§ Data for this exercise:
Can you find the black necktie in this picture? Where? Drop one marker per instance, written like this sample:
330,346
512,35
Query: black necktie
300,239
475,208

§ What you will do: Express every line of the records above as a JSON list of strings, with one string per line and blank lines omitted.

§ The completed task:
[
  "Can you find the black necktie in this picture? Where? Drop one marker per instance, written like this sample:",
  "330,346",
  "512,35",
  "Query: black necktie",
  "300,239",
  "475,208"
]